WHAT THE TASK REQUIRES
Copy out the listing below with every "marker" swapped for "dot" and nothing else changed, and omit the pictures.

RECORDS FOR THE EXERCISE

--------------------------------

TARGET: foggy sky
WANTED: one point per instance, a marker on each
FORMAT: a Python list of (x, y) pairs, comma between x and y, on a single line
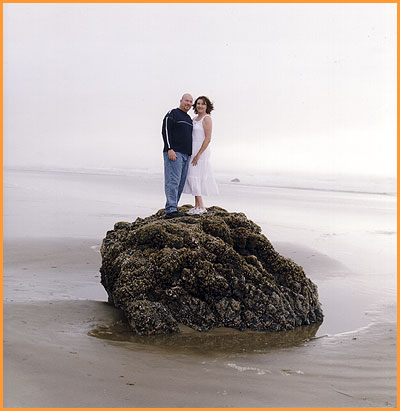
[(298, 87)]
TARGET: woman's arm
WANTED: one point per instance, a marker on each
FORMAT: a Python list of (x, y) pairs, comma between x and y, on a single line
[(207, 125)]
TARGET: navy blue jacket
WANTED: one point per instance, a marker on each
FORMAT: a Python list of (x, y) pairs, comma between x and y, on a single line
[(177, 131)]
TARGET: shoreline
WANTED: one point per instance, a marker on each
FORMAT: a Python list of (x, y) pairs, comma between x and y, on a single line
[(54, 304)]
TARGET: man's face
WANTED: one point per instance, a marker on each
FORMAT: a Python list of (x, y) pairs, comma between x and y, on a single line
[(186, 102)]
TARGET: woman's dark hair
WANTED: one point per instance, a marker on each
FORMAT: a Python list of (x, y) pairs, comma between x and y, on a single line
[(210, 106)]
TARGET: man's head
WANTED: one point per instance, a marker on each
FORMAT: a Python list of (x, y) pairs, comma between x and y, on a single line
[(186, 102)]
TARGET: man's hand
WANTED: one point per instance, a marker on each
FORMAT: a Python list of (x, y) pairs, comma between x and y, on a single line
[(172, 155)]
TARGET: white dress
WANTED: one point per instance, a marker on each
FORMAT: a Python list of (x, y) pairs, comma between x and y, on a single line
[(200, 180)]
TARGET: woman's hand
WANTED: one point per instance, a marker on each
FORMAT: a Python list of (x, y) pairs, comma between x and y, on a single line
[(195, 160)]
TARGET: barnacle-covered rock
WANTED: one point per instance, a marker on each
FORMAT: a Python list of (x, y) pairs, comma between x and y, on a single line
[(212, 270)]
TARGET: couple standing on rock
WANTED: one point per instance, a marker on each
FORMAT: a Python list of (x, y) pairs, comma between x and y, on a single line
[(186, 154)]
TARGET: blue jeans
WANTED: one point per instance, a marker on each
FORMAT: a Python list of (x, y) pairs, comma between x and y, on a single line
[(175, 173)]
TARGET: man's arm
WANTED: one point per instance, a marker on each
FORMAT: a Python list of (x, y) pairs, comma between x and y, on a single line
[(169, 120)]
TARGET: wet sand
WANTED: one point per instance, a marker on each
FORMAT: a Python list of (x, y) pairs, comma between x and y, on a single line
[(64, 346)]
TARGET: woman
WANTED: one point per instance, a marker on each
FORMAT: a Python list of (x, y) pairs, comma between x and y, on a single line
[(200, 180)]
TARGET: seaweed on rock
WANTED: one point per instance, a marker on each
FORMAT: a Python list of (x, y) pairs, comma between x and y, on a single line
[(212, 270)]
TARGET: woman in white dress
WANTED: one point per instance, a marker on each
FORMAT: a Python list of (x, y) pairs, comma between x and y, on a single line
[(200, 180)]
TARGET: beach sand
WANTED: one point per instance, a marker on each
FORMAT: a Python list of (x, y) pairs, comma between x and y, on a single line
[(64, 346)]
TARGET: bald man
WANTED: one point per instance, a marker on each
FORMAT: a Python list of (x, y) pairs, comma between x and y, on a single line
[(177, 135)]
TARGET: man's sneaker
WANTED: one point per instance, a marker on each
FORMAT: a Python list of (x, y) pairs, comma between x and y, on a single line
[(174, 214)]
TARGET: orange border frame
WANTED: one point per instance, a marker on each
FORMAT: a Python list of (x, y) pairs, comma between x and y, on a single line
[(164, 1)]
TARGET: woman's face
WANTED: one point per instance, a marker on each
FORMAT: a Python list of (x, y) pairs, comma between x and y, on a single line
[(201, 106)]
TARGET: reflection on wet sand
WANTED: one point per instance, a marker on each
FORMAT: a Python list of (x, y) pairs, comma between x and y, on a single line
[(219, 340)]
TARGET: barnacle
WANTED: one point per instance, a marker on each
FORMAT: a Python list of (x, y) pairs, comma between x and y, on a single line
[(204, 271)]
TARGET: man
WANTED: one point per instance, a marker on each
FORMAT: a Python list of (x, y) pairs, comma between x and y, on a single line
[(177, 135)]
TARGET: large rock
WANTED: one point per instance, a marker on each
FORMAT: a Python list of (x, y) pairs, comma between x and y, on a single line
[(205, 271)]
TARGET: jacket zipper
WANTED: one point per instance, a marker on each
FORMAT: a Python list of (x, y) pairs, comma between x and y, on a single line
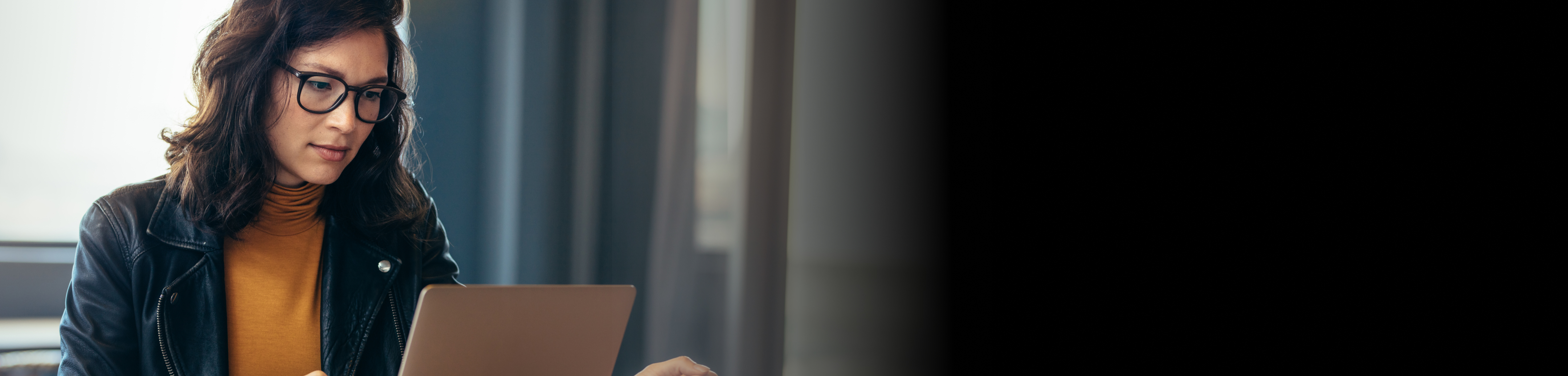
[(397, 328), (397, 323), (164, 348)]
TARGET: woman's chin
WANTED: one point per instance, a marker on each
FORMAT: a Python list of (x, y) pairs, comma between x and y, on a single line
[(324, 179)]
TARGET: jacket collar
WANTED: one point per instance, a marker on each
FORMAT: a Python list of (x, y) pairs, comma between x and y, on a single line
[(173, 226)]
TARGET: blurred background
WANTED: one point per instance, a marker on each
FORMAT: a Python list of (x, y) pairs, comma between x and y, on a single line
[(764, 171)]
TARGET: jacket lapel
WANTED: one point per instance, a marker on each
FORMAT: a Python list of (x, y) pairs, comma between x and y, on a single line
[(354, 289), (195, 319)]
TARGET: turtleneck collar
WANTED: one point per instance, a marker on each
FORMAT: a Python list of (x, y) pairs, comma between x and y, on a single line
[(289, 211)]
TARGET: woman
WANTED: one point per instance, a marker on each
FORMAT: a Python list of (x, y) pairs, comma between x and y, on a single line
[(289, 237)]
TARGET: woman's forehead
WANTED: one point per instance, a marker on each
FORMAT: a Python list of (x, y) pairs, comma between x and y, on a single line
[(360, 58)]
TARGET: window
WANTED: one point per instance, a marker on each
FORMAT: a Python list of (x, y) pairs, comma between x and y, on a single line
[(90, 87)]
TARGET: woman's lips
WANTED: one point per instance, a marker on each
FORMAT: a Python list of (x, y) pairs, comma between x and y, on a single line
[(330, 154)]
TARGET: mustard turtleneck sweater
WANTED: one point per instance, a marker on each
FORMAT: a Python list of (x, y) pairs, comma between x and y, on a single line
[(272, 278)]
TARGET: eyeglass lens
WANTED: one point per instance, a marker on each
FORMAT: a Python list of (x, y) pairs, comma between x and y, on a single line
[(320, 93), (375, 104)]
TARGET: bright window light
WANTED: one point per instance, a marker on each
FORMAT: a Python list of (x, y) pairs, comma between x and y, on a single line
[(90, 84)]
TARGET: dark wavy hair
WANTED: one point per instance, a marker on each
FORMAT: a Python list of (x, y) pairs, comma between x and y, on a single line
[(222, 163)]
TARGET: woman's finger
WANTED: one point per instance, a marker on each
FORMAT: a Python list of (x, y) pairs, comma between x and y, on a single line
[(686, 365)]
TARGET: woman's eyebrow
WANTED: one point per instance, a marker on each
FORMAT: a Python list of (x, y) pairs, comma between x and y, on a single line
[(327, 69)]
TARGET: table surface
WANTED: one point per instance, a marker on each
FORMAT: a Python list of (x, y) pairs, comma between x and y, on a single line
[(29, 333)]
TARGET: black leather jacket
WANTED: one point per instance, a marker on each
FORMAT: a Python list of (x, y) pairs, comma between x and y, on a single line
[(146, 295)]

--------------------------------

TASK ANSWER
TARGET: foggy sky
WANTED: one point per instance, a dot on each
FORMAT: a Python list of (x, y) pairs, comma between x and y, on a single line
[(298, 87)]
TARGET: woman's arm
WANTED: one point per instance, a dot on each
FORMAT: a Python list of (x, y) pairs, comma between x and y, on a single line
[(207, 125)]
TARGET: navy blue jacket
WANTED: one point per instance, a dot on each
FORMAT: a Python list of (x, y) pairs, comma between x and y, on a single line
[(177, 131)]
TARGET: shoreline
WANTED: one point per instance, a dot on each
FORMAT: a Python list of (x, y) pairs, comma between x and y, on a single line
[(54, 304)]
TARGET: man's face
WANTED: one point per instance, a dot on each
FORMAT: a Python list of (x, y) pairs, comma between x and y, on a single line
[(186, 102)]
TARGET: woman's dark hair
WANTED: one point per instance, a dot on each
FORMAT: a Python list of (x, y) pairs, comma between x and y, on a single line
[(210, 106)]
TARGET: man's head
WANTED: one point per instance, a dot on each
FORMAT: a Python list of (x, y) pairs, comma between x and y, on a single line
[(186, 102)]
TARGET: man's hand
WANTED: one point per instance, a dot on each
FORMAT: a Python list of (x, y) pairs, comma between x and y, on a single line
[(172, 155)]
TARGET: white dress
WANTED: one point per instance, a dot on each
FORMAT: a Python list of (x, y) pairs, comma between x and y, on a single line
[(200, 180)]
TARGET: woman's hand
WANTED: one point per instance, a dot on each
FORMAT: a Python list of (x, y) pairs, comma between x and y, on a single line
[(195, 160)]
TARGET: barnacle-covered rock
WANTED: one point per instance, a dot on each
FORMAT: a Python list of (x, y) pairs, comma between x and y, on a single line
[(212, 270)]
TARGET: couple standing on rock
WANTED: one point per instance, a dot on each
FORMAT: a Python list of (x, y) pairs, comma between x and y, on a single line
[(186, 154)]
TARGET: blue jeans
WANTED: one point per instance, a dot on each
FORMAT: a Python list of (x, y) pairs, comma between x and y, on a single line
[(175, 173)]
TARGET: man's arm
WANTED: one point per instance, a dot on each
FORMAT: a Python list of (x, y) pairs, comma between x and y, on a single line
[(169, 120)]
TARGET: wet sand
WANTED: one point per instance, a dot on each
FORMAT: a Python list of (x, y) pairs, comma between x and y, on a single line
[(64, 346)]
TARGET: woman
WANTED: one point per instance, a dot on each
FORMAT: a Python list of (x, y) pairs, comma between x and y, on a single line
[(200, 180)]
TARGET: seaweed on rock
WANTED: one point per instance, a dot on each
FORMAT: a Python list of (x, y) pairs, comma between x and y, on a single line
[(212, 270)]
TARGET: woman in white dress
WANTED: one point per instance, a dot on each
FORMAT: a Python list of (x, y) pairs, comma between x and y, on a single line
[(200, 180)]
TARGET: beach sand
WANTED: one point per instance, a dot on each
FORMAT: a Python list of (x, y) pairs, comma between x and y, on a single line
[(64, 346)]
TARGET: bald man
WANTED: one point per instance, a dot on each
FORMAT: a Python list of (x, y) pairs, comma between x and y, on a single line
[(177, 135)]
TARGET: man's sneaker
WANTED: one point per instance, a dot on each
FORMAT: a Python list of (x, y) pairs, comma between x and y, on a single line
[(174, 214)]
TARGET: orange border frame
WANTED: one point per instance, a dot on each
FORMAT: a Python list of (x, y) pairs, comma between x and y, on a single line
[(164, 1)]
TARGET: woman's face
WANTED: one point per instance, a dot on each
FORMAT: a Python list of (x, y) pairs, comma between x and y, on a single line
[(201, 106)]
TARGET: reflection on wet sand
WANTED: one point per instance, a dot on each
FORMAT: a Python list of (x, y) pairs, comma between x and y, on a single line
[(219, 340)]
TARGET: barnacle
WANTED: one point per instance, a dot on each
FORMAT: a Python list of (x, y) pairs, comma between x and y, on a single line
[(204, 271)]
TARGET: man
WANTED: one point per instance, a dot on each
FORMAT: a Python list of (x, y) pairs, comma between x and y, on a single line
[(177, 135)]
TARGET: large rock
WANTED: one point per instance, a dot on each
FORMAT: a Python list of (x, y) pairs, comma between x and y, on a single line
[(205, 271)]
TARGET: jacket zipper
WANTED: one point per instance, a dot on each
FORMAT: a Python list of (x, y) pairs, comma between x and y, on a single line
[(397, 328), (397, 323), (164, 348)]
TARGET: woman's chin
WANTED: one point per instance, a dot on each
FORMAT: a Python list of (x, y) pairs, comma between x and y, on a single line
[(324, 179)]
TARGET: jacket collar
WANTED: one point per instance, a dot on each
FORMAT: a Python list of (x, y) pairs, comma between x and y, on a single line
[(173, 226)]
TARGET: blurred background
WANTED: one point per instance, a dot on each
FORMAT: a Python list of (x, y) pairs, comma between x and y, on a single line
[(764, 171)]
TARGET: jacket lapel
WANTED: one point per instance, a dot on each
FORMAT: a Python list of (x, y) pairs, comma between x and y, on a single line
[(354, 289), (195, 319)]
TARGET: turtleneck collar
WANTED: one point per instance, a dot on each
FORMAT: a Python list of (x, y) pairs, comma between x and y, on a single line
[(289, 211)]
TARGET: woman
WANTED: one point per instance, a dot on each
FORMAT: a Python list of (x, y) pairs, comma between x and y, on a single line
[(289, 237)]
TARGET: woman's forehead
WANTED: one point per instance, a dot on each
FORMAT: a Python list of (x, y) pairs, comma between x and y, on a single line
[(360, 58)]
TARGET: window
WANTED: one point per instance, a dot on each
FORMAT: a Python list of (x, y) pairs, comma between x and y, on a single line
[(90, 87)]
TARGET: woman's lips
WANTED: one point per instance, a dot on each
FORMAT: a Python list of (x, y) pairs, comma between x and y, on a single line
[(330, 154)]
TARGET: mustard turtleneck sweater
WANTED: one point per instance, a dot on each
FORMAT: a Python list of (x, y) pairs, comma between x and y, on a single line
[(272, 278)]
TARGET: eyeglass lens
WANTED: one point per instance, a dot on each
FORMAT: a Python list of (x, y) pairs, comma between x and y, on a single line
[(320, 93), (375, 104)]
TARGET: bright window light
WANTED: one point per instance, a dot on each
FORMAT: a Python list of (x, y) pairs, comma between x and y, on a single line
[(90, 84)]
TARGET: dark wavy hair
WANTED: one point per instance, a dot on each
FORMAT: a Python list of (x, y) pairs, comma between x and y, on a single line
[(222, 163)]
TARGET: woman's finger
WANTED: one point per instance, a dot on each
FORMAT: a Python list of (x, y) pairs, comma between x and y, on a single line
[(686, 365)]
TARGET: woman's eyebrow
WANTED: one point per instance, a dot on each
FORMAT: a Python list of (x, y) pairs, comma between x and y, on a single line
[(327, 69)]
TARGET: table surface
WANTED: one point per instance, a dot on each
FORMAT: a Python list of (x, y) pairs, comma between x and y, on a single line
[(29, 333)]
TARGET: black leather jacket
WANTED: one point per instance, a dot on each
FORMAT: a Python list of (x, y) pairs, comma between x and y, on a single line
[(146, 295)]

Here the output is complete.